PROBLEM DETAILS –
Copy every line from the one containing "concrete plinth, place" through the last line of the records below, both included, and nothing else.

TASK MATERIAL –
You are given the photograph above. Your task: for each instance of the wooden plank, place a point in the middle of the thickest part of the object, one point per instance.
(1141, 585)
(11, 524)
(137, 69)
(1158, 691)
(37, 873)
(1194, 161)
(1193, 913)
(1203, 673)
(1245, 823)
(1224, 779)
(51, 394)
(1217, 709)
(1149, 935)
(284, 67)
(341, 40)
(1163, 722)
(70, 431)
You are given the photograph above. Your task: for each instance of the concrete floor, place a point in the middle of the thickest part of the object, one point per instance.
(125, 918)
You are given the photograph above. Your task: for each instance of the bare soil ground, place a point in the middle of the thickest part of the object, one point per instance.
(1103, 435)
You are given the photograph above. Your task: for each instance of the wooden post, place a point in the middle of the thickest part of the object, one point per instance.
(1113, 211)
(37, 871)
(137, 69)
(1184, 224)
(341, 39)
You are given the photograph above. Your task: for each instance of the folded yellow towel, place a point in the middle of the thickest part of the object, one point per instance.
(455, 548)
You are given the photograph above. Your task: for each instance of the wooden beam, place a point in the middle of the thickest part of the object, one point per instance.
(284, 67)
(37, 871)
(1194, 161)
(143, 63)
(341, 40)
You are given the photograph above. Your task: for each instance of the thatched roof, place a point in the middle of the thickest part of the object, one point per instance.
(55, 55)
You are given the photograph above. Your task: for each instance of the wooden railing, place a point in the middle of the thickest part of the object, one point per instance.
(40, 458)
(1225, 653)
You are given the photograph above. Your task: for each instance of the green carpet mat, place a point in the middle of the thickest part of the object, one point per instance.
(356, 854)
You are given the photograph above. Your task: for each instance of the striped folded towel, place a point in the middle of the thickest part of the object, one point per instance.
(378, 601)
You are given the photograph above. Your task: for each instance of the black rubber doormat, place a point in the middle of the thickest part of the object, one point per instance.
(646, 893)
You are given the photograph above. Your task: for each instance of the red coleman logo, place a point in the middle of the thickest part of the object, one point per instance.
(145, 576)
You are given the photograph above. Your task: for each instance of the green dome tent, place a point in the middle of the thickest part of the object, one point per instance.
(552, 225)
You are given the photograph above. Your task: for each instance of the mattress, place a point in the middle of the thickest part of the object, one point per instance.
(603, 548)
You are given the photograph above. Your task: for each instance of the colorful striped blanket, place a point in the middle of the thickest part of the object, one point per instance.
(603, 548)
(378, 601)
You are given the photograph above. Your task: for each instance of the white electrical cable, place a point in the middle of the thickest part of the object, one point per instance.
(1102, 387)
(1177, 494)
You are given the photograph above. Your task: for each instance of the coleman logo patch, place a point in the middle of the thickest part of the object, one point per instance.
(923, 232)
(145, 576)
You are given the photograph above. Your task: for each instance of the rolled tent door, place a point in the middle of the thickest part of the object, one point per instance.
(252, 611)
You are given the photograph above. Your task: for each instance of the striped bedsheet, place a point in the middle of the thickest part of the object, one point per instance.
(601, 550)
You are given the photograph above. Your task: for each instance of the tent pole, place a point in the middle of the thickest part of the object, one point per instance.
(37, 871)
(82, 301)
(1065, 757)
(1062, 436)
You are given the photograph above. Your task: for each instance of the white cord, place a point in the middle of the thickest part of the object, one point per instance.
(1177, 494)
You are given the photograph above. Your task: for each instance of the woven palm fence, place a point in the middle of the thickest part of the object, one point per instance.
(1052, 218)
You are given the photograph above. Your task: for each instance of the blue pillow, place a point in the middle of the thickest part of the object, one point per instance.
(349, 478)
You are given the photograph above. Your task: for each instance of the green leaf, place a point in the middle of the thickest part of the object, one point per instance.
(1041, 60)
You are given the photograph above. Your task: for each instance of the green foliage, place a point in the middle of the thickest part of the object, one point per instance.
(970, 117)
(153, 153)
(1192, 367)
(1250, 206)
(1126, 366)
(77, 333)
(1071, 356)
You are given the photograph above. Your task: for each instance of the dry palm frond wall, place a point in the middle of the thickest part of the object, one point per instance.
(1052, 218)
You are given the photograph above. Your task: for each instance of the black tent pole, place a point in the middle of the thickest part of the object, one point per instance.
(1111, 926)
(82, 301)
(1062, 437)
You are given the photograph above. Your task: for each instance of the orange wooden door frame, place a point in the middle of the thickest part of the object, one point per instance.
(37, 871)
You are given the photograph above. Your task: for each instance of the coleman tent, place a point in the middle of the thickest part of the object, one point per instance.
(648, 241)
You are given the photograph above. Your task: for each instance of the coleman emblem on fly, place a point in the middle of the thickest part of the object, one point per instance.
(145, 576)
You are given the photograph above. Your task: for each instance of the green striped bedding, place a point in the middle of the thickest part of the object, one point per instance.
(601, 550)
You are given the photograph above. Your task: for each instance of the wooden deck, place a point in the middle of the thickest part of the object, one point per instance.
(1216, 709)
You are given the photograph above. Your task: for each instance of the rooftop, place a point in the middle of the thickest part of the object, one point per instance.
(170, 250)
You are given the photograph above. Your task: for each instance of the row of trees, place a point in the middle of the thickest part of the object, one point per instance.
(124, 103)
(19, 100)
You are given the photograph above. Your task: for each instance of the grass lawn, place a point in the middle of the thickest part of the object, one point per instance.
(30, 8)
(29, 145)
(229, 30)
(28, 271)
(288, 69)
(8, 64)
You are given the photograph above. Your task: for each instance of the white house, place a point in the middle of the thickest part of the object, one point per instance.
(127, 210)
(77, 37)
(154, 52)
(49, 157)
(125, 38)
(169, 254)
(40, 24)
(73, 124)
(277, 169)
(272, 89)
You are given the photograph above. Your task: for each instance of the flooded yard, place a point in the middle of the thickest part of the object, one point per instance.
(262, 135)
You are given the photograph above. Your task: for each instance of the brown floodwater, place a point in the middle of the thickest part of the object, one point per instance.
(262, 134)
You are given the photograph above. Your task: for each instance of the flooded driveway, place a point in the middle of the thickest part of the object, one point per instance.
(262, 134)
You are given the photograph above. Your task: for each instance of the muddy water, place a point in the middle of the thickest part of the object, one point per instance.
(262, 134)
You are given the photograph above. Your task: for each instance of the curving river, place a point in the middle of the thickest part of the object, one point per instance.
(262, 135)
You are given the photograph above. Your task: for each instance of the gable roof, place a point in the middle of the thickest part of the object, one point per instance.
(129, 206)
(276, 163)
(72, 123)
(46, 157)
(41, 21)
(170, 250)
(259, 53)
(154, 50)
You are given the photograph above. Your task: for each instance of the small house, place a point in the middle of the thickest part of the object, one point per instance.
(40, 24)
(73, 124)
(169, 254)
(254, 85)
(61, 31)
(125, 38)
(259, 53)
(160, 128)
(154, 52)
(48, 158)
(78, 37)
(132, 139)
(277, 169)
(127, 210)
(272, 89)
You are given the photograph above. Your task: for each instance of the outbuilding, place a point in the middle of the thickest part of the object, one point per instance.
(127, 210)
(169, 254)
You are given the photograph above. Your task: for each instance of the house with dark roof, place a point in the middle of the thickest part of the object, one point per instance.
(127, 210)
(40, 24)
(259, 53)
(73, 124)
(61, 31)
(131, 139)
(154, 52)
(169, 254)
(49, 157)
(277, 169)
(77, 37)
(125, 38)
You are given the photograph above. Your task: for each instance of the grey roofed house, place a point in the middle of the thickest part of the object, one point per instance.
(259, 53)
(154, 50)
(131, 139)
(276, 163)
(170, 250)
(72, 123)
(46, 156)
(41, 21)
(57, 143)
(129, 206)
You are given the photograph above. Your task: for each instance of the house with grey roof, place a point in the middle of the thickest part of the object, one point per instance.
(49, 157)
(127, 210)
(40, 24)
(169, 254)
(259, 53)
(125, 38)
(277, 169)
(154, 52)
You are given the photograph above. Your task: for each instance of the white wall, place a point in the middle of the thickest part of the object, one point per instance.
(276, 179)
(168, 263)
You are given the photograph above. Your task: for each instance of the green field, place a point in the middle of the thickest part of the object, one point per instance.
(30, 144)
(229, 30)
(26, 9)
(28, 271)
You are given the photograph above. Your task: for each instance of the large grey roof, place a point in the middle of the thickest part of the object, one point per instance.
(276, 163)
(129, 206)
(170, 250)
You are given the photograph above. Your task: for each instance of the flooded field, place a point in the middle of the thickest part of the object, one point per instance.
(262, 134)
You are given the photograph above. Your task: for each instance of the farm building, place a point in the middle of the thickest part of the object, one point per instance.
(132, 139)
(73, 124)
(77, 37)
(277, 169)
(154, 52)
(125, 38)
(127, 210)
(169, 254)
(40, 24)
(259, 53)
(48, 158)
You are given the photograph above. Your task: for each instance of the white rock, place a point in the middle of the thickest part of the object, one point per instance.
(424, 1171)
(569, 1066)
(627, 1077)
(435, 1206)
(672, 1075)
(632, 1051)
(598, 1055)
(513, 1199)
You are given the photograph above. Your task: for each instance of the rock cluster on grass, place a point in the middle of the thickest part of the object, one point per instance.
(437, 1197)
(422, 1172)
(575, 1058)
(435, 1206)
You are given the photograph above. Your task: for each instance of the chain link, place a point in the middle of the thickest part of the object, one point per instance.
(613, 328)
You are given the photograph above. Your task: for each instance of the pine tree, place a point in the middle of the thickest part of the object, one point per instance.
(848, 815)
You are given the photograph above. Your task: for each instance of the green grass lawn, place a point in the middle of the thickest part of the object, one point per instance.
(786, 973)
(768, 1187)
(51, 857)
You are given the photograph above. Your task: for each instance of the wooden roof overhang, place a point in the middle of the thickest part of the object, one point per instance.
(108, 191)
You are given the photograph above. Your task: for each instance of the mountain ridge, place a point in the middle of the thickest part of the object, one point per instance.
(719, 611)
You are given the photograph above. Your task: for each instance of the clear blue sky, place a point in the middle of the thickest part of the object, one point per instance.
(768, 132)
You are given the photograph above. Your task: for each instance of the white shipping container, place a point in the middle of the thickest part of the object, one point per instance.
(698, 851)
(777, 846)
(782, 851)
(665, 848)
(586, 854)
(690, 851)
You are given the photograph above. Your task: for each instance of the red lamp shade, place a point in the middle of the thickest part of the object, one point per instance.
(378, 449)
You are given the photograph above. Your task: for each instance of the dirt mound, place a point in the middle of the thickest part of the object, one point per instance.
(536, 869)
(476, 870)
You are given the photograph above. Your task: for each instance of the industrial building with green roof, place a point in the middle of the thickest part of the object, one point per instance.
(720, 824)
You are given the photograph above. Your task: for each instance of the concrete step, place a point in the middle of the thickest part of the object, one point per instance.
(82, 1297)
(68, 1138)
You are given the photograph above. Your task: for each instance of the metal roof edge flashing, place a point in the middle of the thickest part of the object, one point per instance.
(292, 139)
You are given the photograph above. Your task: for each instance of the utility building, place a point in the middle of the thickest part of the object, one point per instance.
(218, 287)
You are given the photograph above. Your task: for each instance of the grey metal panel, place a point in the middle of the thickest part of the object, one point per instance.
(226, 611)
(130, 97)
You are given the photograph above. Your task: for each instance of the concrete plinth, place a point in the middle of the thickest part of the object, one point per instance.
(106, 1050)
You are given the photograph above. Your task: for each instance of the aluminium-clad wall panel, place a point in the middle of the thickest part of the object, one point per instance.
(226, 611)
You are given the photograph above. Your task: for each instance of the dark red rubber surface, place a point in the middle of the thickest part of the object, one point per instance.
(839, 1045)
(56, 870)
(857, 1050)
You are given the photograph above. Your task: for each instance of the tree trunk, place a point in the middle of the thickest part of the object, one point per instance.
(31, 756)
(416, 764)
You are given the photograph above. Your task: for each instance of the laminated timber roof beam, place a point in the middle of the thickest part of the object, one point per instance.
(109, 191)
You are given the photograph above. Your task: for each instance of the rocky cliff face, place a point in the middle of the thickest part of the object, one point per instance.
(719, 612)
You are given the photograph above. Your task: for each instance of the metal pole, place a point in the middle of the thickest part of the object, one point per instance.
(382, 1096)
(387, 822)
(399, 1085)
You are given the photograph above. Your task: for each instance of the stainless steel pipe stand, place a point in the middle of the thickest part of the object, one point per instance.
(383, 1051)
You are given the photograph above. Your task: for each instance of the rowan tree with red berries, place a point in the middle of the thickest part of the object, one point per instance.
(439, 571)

SOLUTION TO THIS TASK –
You are given the photograph above. Your task: for each instance of the concrete plinth, place a point in the middle of the thickest part of the object, one point per instance.
(106, 1050)
You are given the photograph above. Your task: for each instance of the aluminium-clad wall panel, place a point in the middle of the thickest part of the object, one point per instance.
(226, 611)
You are given the photograph above. Your task: for each instance of the dark red rubber surface, place a point in the middle of the thickest part of the object, one point per instance.
(839, 1045)
(56, 870)
(857, 1050)
You are given the photograph above. Your task: for each instance of the tree trunk, place a point in the middle of the thickest part of the object, one point per instance.
(31, 756)
(416, 764)
You are given the photograph above. Your task: for each instance of the laminated timber roof beam, place a point in the middle of the thickest part of the object, one point per instance.
(109, 191)
You are given the photograph above. Your task: for each instance of the rocky cliff face, place a point in the middle of the thickest part of the object, one point per instance.
(719, 612)
You are given the photograph above. Your task: for each instance of the metal pole, place a point in the middle of the thickest part of the object, one point per instance.
(382, 1096)
(387, 822)
(399, 1085)
You are given the photograph above. Your task: for each instance of the stainless steel pipe stand, place a point in the middle of the thickest part of the object, one point per instance.
(383, 1051)
You are given the photograph above. Your task: for each instance of the rowan tree with red berries, place a point in the middle of the thickest part of the object, one point per instance.
(439, 571)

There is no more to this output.